Party Jollof Fries
Party Jollof Fries is a medium West African recipe that serves 6. 560 calories per serving. Recipe by Joyful Cook on YouTube.
Prep: 20 min | Cook: 2 hrs 40 min | Total: 3 hrs 20 min
Cost: $21.05 total, $3.51 per serving
Ingredients
- 2 large Red Bell Peppers (seeds removed, cut into quarters)
- 1 teaspoon Paprika Powder (sweet paprika for extra color)
- 2 medium Onion (one diced for pepper blend, one sliced for garnish)
- 2 medium Tomatoes (chopped for pepper blend)
- 6 cloves Garlic (peeled, minced)
- 1 inch Fresh Ginger (peeled and grated)
- 500 g Hot Chicken (bone‑in pieces, skin on for flavor)
- 500 g Goat Meat (cut into bite‑size cubes)
- 2 tablespoons Curry Powder
- 1 teaspoon Thyme (dried)
- 2 pieces Seasoning Cubes (chicken or beef bouillon)
- to taste Salt
- 1 teaspoon Black Pepper
- 1 teaspoon White Pepper
- 2 Bay Leaf
- 3 tablespoons Tomato Paste
- 1 cup Vegetable Oil (divided: ½ cup for roasting, rest for frying and sauce)
- 2 cups Long Grain Rice (rinsed and soaked 7 minutes)
- 2 tablespoons Butter (unsalted, cut into pieces)
- ½ cup Frozen Peas (thawed)
- ½ cup Carrots (diced small)
Instructions
Roast the Peppers
Preheat oven to 365°F (185°C). Place quartered red bell peppers on a baking sheet, drizzle with ¼ cup vegetable oil, and roast for 45‑50 minutes until the skins are charred and the flesh is soft. If you don’t have an oven, heat a non‑stick pan over very low heat, add a little oil, place peppers skin‑side down, and cook until lightly charred, about 15‑20 minutes.

Given material -
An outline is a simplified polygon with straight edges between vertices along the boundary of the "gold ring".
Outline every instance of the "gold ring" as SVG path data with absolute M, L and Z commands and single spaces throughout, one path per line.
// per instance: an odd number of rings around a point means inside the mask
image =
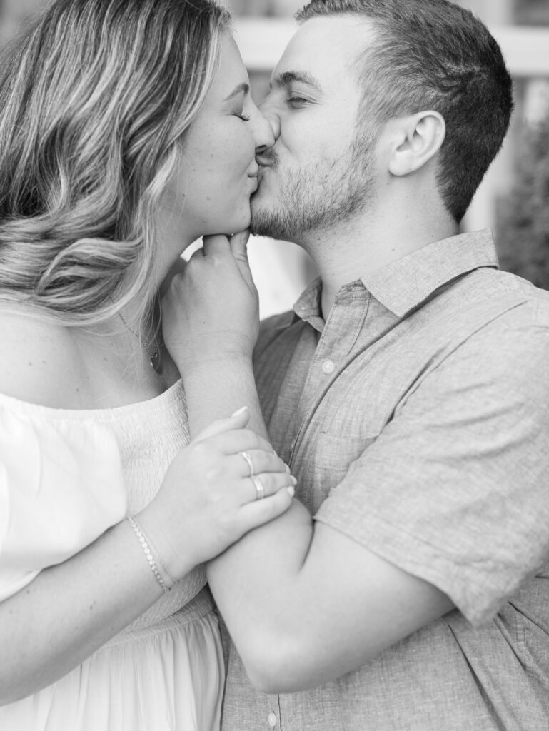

Exercise set -
1. What oven temperature does the recipe give for roasting the peppers?
2. Write out everything in the recipe from "- 2 pieces Seasoning" down to "Frozen Peas (thawed)", swapping "Butter" for "Ghee".
3. Write the next part of the jollof fries recipe, picking up after its last sentence.

Answers per task -
1. 365°F (185°C).

2.
- 2 pieces Seasoning Cubes (chicken or beef bouillon)
- to taste Salt
- 1 teaspoon Black Pepper
- 1 teaspoon White Pepper
- 2 Bay Leaf
- 3 tablespoons Tomato Paste
- 1 cup Vegetable Oil (divided: ½ cup for roasting, rest for frying and sauce)
- 2 cups Long Grain Rice (rinsed and soaked 7 minutes)
- 2 tablespoons Ghee (unsalted, cut into pieces)
- ½ cup Frozen Peas (thawed)

3.
Time: PT50M
Temperature: 365°F
Blend the Pepper Mix
Transfer the roasted peppers, 2 diced tomatoes, 6 minced garlic cloves, and the grated ginger into a blender. Add a pinch of salt and blend until completely smooth. Set aside.
Time: PT5M
Prepare the Meat Stock
In a large pot, combine the chicken pieces, goat meat cubes, grated onion, remaining minced garlic, and grated ginger. Stir in 2 tbsp curry powder, 1 tsp thyme, 2 seasoning cubes, 1 tsp salt, and 1 tsp black pepper. Cover and steam over low heat for 10 minutes, then add 2 cups water. Cook until the meat is tender, about 20‑25 minutes. Remove the meat, reserve the broth, and set the cooked meat aside.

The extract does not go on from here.